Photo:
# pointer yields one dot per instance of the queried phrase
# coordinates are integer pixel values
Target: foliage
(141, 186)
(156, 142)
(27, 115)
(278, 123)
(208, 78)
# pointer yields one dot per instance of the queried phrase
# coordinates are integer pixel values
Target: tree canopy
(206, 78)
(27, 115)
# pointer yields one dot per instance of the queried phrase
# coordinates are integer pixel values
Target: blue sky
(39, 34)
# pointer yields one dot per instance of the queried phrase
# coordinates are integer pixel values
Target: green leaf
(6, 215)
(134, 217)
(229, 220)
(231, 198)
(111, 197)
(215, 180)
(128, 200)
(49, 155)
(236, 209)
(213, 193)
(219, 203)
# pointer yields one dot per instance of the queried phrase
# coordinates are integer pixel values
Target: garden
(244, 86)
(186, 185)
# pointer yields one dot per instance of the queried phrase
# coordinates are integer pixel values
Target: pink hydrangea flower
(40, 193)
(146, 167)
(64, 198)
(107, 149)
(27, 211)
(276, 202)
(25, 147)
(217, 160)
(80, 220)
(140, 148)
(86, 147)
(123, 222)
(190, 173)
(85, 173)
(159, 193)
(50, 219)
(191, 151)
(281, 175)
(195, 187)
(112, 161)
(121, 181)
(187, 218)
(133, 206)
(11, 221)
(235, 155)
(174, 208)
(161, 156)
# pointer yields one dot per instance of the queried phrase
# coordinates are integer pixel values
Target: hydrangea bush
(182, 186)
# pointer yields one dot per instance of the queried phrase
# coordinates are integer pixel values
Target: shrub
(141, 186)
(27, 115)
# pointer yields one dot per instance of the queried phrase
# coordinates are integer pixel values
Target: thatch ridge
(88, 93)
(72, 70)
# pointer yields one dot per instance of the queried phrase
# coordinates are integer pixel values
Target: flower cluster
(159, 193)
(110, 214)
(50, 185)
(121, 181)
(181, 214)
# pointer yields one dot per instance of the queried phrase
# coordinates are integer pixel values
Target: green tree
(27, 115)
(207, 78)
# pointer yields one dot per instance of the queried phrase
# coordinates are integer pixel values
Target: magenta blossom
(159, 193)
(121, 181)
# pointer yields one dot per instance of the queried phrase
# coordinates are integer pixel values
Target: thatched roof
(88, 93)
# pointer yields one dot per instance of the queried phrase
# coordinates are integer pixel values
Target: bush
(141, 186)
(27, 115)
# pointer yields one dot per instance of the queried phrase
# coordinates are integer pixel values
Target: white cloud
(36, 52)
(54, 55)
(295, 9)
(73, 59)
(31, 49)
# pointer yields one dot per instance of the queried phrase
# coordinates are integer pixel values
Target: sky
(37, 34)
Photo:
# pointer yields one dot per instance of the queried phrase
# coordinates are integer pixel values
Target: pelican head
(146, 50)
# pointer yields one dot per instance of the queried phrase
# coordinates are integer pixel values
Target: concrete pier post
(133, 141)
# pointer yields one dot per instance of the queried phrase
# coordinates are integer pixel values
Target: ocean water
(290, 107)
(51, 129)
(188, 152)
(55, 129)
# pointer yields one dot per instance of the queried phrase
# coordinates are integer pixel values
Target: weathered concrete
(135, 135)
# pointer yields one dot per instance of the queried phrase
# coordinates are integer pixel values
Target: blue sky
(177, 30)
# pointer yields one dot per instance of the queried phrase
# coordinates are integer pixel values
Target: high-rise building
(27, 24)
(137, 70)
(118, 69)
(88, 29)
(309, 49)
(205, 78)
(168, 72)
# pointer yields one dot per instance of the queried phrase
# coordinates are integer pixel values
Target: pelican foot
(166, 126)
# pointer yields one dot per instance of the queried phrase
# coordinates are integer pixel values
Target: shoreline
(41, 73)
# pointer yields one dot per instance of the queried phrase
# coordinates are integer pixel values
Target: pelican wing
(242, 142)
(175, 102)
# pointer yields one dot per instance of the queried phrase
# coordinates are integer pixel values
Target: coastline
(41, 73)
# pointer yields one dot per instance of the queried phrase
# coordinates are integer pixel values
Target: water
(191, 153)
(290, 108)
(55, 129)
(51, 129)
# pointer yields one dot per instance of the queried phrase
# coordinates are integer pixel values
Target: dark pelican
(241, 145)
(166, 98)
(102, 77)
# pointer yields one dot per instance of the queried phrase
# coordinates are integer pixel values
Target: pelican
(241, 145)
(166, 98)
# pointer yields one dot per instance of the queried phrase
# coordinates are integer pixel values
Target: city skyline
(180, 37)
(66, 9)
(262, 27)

☆ ☆ ☆ ☆

- [Work instruction]: Reproduce every line above, keeping each word exactly as it appears.

- [Answer to this problem]:
Photo:
# pointer yields one dot per instance of the queried phrase
# coordinates are integer pixel values
Target: foliage
(141, 186)
(156, 142)
(27, 115)
(278, 123)
(208, 78)
# pointer yields one dot per instance of the queried phrase
# coordinates are integer pixel values
Target: tree canopy
(206, 78)
(27, 115)
# pointer yields one dot per instance of the queried phrase
# coordinates are integer pixel values
Target: blue sky
(39, 34)
# pointer yields one dot per instance of the queried phrase
# coordinates are integer pixel values
Target: green leaf
(6, 215)
(134, 217)
(229, 220)
(231, 198)
(111, 197)
(215, 180)
(128, 200)
(49, 155)
(236, 209)
(213, 193)
(219, 203)
# pointer yields one dot per instance of the queried phrase
# coordinates are integer pixel values
Target: garden
(244, 86)
(186, 185)
# pointer yields one dot per instance of the queried phrase
# coordinates are integer pixel values
Target: pink hydrangea flower
(40, 193)
(146, 167)
(64, 198)
(107, 149)
(27, 211)
(276, 202)
(25, 147)
(217, 160)
(80, 220)
(140, 148)
(86, 147)
(123, 222)
(190, 173)
(85, 173)
(159, 193)
(50, 219)
(191, 151)
(281, 175)
(195, 187)
(112, 161)
(121, 181)
(187, 218)
(133, 206)
(11, 221)
(235, 155)
(174, 208)
(161, 156)
# pointer yields one dot per instance of the queried phrase
# coordinates are integer pixel values
Target: hydrangea bush
(182, 186)
# pointer yields one dot per instance of the queried phrase
# coordinates are integer pixel values
Target: shrub
(141, 186)
(27, 115)
# pointer yields one dot per instance of the queried phrase
# coordinates are integer pixel values
Target: thatch ridge
(88, 93)
(72, 70)
# pointer yields one dot per instance of the queried phrase
# coordinates are integer pixel values
Target: flower cluster
(159, 193)
(110, 214)
(50, 185)
(121, 181)
(181, 214)
# pointer yields one dot per instance of the queried phrase
# coordinates are integer pixel values
Target: green tree
(27, 115)
(207, 78)
# pointer yields one dot per instance of the queried phrase
# coordinates are integer pixel values
Target: magenta blossom
(159, 193)
(121, 181)
# pointer yields one dot per instance of the queried phrase
# coordinates are integer pixel values
Target: thatched roof
(88, 93)
# pointer yields one dot per instance of the queried phrase
# coordinates are integer pixel values
Target: bush
(141, 186)
(27, 115)
# pointer yields one dot per instance of the queried phrase
# coordinates are integer pixel values
Target: white cloud
(36, 52)
(54, 55)
(295, 9)
(73, 59)
(31, 49)
# pointer yields one dot per instance of the queried phrase
# coordinates are integer pixel values
Target: sky
(37, 34)
Photo:
# pointer yields one dot per instance of the queried phrase
# coordinates are integer pixel values
Target: pelican head
(146, 50)
# pointer yields one dot per instance of the queried phrase
# coordinates are integer pixel values
Target: concrete pier post
(133, 141)
# pointer yields one dot per instance of the queried phrase
# coordinates are integer pixel values
Target: ocean water
(290, 107)
(51, 129)
(188, 152)
(55, 129)
# pointer yields one dot per instance of the queried phrase
# coordinates are integer pixel values
Target: weathered concrete
(135, 135)
# pointer yields one dot per instance of the queried phrase
# coordinates are integer pixel values
Target: blue sky
(177, 30)
# pointer yields one dot per instance of the queried phrase
# coordinates are integer pixel values
Target: high-rise building
(27, 24)
(137, 70)
(118, 69)
(88, 29)
(309, 49)
(205, 78)
(168, 72)
# pointer yields one dot per instance of the queried phrase
# coordinates are integer pixel values
Target: pelican foot
(166, 126)
# pointer yields one dot per instance of the queried phrase
# coordinates are integer pixel values
Target: shoreline
(41, 73)
# pointer yields one dot per instance of the queried phrase
# coordinates are integer pixel values
Target: pelican wing
(242, 142)
(175, 102)
# pointer yields one dot per instance of the queried phrase
# coordinates are integer pixel values
Target: coastline
(41, 73)
# pointer yields one dot per instance of the queried phrase
# coordinates are integer pixel values
Target: water
(191, 153)
(290, 108)
(55, 129)
(51, 129)
# pointer yields one dot per instance of the queried phrase
# coordinates are integer pixel values
Target: dark pelican
(241, 145)
(166, 98)
(102, 77)
# pointer yields one dot per instance of the queried phrase
# coordinates are integer pixel values
Target: pelican
(241, 145)
(166, 98)
# pointer yields one dot per instance of the queried phrase
# coordinates are integer pixel values
Target: city skyline
(180, 37)
(66, 9)
(262, 27)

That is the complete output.